+++ Given data

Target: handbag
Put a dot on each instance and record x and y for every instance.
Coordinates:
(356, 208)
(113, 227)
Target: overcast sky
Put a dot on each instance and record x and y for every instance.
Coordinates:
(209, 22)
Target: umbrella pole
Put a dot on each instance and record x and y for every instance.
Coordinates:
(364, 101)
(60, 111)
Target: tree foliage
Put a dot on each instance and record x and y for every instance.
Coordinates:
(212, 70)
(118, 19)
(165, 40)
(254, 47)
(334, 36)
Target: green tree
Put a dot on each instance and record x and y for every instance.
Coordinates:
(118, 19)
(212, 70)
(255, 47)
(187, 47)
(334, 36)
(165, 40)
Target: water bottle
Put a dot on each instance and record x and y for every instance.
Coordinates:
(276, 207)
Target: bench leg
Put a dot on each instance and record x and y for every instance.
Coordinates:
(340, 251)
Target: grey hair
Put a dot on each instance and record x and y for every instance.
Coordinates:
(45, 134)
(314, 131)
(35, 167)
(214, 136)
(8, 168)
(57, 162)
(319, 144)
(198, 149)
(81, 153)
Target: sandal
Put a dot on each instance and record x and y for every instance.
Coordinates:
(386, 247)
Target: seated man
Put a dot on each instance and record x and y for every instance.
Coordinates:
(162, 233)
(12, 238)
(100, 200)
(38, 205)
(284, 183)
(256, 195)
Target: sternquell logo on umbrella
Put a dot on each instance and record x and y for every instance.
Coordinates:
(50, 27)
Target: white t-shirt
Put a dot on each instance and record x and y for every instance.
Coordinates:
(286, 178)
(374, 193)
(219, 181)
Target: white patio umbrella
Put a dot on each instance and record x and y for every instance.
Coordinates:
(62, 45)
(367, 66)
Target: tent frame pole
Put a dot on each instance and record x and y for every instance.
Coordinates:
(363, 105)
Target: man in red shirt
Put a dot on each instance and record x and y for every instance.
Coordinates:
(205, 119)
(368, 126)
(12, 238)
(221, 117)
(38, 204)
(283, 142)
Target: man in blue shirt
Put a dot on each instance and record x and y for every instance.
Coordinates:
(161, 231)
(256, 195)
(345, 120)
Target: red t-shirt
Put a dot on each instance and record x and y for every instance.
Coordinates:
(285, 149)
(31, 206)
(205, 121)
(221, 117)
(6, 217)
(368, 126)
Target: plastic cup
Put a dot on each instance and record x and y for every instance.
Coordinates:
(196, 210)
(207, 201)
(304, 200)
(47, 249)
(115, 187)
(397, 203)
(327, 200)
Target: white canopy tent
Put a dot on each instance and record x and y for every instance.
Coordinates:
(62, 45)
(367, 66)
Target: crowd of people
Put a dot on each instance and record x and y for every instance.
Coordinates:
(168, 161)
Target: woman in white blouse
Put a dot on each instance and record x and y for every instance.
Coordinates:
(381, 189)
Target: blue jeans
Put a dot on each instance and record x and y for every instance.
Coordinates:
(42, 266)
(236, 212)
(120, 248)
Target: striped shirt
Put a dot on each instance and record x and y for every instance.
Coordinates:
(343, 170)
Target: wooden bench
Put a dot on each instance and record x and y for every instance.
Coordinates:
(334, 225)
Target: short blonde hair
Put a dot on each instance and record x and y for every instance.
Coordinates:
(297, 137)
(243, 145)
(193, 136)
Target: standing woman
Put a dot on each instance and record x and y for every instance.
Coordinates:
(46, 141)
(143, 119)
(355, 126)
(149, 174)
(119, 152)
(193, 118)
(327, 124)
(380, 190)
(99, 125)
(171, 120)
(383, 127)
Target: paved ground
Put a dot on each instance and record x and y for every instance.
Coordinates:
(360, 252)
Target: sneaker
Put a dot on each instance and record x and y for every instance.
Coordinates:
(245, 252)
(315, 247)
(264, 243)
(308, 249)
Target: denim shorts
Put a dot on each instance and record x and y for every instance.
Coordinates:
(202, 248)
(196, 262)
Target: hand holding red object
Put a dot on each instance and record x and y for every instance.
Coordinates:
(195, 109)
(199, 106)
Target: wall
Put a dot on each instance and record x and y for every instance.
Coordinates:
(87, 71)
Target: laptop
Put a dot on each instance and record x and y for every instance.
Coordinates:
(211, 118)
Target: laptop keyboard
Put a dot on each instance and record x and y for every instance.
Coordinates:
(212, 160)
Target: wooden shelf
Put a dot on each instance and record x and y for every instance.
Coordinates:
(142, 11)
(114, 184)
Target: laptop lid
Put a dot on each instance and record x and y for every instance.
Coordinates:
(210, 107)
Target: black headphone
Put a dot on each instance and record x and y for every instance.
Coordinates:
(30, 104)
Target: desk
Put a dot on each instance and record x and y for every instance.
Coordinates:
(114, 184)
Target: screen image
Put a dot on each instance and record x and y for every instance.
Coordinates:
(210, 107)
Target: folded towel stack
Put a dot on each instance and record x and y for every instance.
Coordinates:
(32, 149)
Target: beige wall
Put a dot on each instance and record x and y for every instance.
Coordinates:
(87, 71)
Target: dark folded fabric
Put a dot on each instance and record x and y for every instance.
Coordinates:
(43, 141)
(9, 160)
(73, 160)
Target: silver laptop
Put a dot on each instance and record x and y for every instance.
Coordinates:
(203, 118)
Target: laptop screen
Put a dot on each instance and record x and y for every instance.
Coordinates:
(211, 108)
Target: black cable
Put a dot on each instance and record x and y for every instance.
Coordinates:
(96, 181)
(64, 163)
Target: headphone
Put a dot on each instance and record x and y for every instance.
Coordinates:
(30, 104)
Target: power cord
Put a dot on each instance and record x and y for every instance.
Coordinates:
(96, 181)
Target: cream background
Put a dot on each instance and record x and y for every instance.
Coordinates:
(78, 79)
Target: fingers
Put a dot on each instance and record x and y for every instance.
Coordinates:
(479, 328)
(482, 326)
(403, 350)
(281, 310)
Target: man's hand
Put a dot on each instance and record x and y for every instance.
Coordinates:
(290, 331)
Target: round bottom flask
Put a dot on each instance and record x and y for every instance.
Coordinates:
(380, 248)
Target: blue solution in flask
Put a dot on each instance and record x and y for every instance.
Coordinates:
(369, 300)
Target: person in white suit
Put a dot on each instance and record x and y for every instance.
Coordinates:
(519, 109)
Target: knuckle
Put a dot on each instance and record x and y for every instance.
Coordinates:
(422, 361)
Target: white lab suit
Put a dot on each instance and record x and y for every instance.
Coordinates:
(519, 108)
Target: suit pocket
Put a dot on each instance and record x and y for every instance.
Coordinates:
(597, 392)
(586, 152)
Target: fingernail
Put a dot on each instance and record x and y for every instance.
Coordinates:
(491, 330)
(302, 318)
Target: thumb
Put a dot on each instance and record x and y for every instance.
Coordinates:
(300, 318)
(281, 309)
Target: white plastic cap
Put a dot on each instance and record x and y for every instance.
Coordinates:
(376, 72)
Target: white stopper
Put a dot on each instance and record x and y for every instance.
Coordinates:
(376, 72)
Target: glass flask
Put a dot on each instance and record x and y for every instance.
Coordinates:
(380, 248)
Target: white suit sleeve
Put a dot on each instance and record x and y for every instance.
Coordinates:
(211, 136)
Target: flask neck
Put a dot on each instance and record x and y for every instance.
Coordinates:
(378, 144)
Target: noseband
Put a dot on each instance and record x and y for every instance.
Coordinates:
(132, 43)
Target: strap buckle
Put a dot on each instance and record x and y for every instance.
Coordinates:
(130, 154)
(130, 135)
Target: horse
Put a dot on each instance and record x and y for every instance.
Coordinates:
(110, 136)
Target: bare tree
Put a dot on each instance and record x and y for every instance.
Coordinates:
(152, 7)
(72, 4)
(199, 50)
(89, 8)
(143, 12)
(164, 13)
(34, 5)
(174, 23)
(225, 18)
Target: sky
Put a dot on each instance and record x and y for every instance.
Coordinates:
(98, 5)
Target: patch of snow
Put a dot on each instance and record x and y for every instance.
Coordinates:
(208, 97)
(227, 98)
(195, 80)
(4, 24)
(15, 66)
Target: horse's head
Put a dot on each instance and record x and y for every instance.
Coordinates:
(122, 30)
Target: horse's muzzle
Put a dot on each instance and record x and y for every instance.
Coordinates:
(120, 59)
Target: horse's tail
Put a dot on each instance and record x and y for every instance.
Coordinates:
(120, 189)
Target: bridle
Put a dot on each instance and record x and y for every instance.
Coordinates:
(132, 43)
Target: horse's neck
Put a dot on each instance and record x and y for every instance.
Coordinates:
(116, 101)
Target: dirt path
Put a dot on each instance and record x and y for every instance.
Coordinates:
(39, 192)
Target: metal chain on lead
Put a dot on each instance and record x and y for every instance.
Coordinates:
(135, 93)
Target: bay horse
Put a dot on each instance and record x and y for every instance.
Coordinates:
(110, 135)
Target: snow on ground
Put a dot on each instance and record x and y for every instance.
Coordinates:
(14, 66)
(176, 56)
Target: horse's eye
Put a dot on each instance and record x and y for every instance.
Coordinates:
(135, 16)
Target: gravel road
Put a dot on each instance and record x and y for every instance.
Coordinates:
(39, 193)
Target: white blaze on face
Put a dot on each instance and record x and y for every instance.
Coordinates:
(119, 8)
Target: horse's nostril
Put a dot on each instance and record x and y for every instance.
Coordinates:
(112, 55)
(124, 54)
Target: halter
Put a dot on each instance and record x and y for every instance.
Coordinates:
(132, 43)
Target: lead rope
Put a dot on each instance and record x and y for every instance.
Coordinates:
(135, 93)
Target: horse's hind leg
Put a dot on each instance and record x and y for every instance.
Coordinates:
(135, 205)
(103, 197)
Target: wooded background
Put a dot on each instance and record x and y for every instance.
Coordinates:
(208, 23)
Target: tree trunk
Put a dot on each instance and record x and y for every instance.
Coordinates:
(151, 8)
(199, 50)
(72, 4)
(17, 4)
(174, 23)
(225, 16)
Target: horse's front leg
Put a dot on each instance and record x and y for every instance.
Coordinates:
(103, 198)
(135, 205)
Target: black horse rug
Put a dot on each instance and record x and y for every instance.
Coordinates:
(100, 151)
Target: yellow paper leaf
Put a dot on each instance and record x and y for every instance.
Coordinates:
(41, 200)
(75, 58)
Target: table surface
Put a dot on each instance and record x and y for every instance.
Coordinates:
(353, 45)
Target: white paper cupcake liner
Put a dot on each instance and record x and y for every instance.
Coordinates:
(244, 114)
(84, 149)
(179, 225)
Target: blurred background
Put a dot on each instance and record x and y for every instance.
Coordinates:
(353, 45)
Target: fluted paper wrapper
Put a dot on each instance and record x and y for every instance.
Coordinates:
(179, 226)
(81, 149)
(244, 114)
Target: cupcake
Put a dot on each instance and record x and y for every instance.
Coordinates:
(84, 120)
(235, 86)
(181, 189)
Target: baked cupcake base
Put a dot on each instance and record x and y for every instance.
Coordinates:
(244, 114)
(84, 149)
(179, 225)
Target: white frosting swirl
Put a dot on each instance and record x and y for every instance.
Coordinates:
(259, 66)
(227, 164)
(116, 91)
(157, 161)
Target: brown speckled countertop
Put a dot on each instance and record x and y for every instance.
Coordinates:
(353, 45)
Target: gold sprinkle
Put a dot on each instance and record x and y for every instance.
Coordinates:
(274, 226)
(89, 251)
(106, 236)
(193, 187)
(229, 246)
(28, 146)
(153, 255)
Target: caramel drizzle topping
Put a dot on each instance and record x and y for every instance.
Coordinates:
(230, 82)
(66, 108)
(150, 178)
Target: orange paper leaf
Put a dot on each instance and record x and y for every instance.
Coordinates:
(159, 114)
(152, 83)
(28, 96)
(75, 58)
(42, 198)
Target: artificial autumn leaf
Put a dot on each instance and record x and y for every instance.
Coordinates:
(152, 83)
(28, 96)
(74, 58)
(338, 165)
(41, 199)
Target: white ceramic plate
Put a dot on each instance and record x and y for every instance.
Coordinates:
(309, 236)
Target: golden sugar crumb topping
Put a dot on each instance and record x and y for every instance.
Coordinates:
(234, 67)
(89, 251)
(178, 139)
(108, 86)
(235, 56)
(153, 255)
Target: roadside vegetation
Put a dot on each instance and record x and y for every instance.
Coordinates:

++++++

:: Do this ::
Give back exactly the lines from the one containing "Target: orange paper leaf" to the end of the material, both ends included.

:: Solution to the exercise ::
Target: orange paper leaf
Put a dot on each instance and record x and y for every instance.
Coordinates:
(159, 114)
(152, 83)
(28, 96)
(75, 58)
(42, 198)
Target: artificial autumn leaf
Put a dot on each instance and record x and y for every instance.
Coordinates:
(152, 83)
(28, 96)
(74, 58)
(338, 165)
(41, 199)
Target: white ceramic plate
Put a dot on each instance and record x and y for every instance.
Coordinates:
(309, 236)
Target: golden sugar crumb topping
Put a dot on each instance and record x and y for every instance.
Coordinates:
(234, 67)
(89, 251)
(178, 139)
(108, 86)
(235, 56)
(153, 255)
Target: roadside vegetation
Put a dot on each instance and record x and y for every instance.
Coordinates:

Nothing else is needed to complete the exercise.